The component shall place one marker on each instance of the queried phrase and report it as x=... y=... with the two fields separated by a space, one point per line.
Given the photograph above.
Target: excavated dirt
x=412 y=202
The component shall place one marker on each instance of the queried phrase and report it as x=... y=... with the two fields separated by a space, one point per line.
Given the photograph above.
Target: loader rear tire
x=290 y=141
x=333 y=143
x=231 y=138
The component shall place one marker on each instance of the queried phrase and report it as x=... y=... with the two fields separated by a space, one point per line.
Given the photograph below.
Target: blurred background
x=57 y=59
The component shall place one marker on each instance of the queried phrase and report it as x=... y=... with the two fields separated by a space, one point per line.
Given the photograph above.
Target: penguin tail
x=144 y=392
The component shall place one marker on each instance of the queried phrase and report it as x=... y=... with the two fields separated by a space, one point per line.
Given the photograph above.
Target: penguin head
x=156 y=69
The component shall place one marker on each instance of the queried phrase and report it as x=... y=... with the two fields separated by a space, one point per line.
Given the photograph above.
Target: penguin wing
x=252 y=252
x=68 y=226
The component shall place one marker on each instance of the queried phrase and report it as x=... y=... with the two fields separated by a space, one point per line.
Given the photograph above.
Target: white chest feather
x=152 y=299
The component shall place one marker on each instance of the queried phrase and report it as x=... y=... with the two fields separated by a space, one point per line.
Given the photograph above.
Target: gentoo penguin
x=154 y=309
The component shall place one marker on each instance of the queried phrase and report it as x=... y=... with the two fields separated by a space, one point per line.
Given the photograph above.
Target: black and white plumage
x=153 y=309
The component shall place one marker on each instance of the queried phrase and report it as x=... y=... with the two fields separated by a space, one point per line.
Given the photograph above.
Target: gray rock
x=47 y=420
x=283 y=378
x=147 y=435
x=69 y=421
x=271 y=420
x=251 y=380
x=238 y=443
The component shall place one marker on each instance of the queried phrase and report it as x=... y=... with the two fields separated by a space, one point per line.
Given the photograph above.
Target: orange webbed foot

- Your goal: Copy exactly the lines from the one with "Target: penguin wing" through the last line of the material, keeping both ends.

- Answer section:
Target: penguin wing
x=252 y=252
x=68 y=226
The component shall place one marker on each instance of the queried phrase and report it as x=... y=... with the two fields separated by a space, one point per line.
Given the photograph above.
Target: white chest feather
x=152 y=299
The component shall place one marker on each instance of the queried phrase and report it as x=... y=... with the two fields separated by a space, one point per line.
Given the photograph above.
Target: gentoo penguin
x=154 y=309
The component shall place one marker on each instance of the queried phrase and report it as x=... y=... with the two fields separated by a space, one point per line.
Given the photograph above.
Target: black and white plumage
x=153 y=309
The component shall place one marker on each instance of the queried phrase and report it as x=... y=... with the two fields separated by a space, one point per line.
Given the photograph above.
Target: gray rock
x=47 y=420
x=283 y=378
x=147 y=435
x=69 y=421
x=271 y=420
x=251 y=380
x=238 y=443
The component shall place one marker on each instance of the queried phrase and report it as x=... y=... with the two fields separated by a space, one point per line.
Given the photograph above.
Target: orange webbed foot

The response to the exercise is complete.